[START OF MATERIAL PROVIDED]
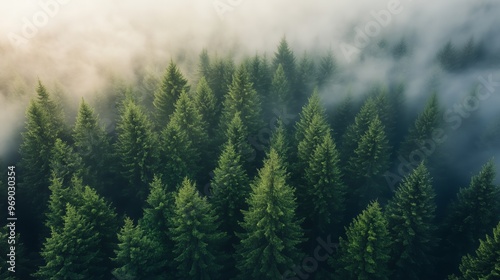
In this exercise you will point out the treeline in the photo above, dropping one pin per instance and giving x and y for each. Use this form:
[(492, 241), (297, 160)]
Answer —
[END OF MATERIAL PROVIDED]
[START OF MATERIAL PROVIDED]
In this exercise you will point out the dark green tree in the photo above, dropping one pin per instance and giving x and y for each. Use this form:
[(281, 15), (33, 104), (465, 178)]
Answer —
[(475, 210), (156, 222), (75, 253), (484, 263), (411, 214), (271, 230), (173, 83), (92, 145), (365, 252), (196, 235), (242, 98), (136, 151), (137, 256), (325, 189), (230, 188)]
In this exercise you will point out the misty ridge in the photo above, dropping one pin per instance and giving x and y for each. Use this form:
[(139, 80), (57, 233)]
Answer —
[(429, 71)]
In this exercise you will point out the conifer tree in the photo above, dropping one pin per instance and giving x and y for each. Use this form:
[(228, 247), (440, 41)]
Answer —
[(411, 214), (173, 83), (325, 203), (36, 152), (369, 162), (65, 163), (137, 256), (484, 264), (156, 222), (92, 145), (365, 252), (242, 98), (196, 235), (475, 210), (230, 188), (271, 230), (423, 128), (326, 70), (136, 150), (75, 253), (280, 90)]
[END OF MATERIAL PROVIDED]
**BRIEF:** Can you give back, word for word, the stretch of entries from the line containing "In this exercise you will point out the misty" through the line containing "253), (280, 90)]", with both of those lines included?

**EXERCISE ANSWER:**
In this exercise you will point out the misty ridge in the photo above, dropping one pin per instance and giving x and y for each. Use this form:
[(139, 80), (57, 233)]
Answer —
[(429, 71)]
In this exercise you will point out the conifer tree in the photo above, dropping one pin per instance and giving x and y for each. Use this form:
[(228, 247), (440, 41)]
Answer —
[(411, 214), (173, 83), (325, 203), (36, 152), (369, 162), (65, 163), (137, 256), (484, 264), (156, 222), (92, 145), (365, 252), (242, 98), (196, 235), (475, 210), (230, 188), (271, 230), (423, 128), (326, 70), (136, 150), (75, 253), (280, 90)]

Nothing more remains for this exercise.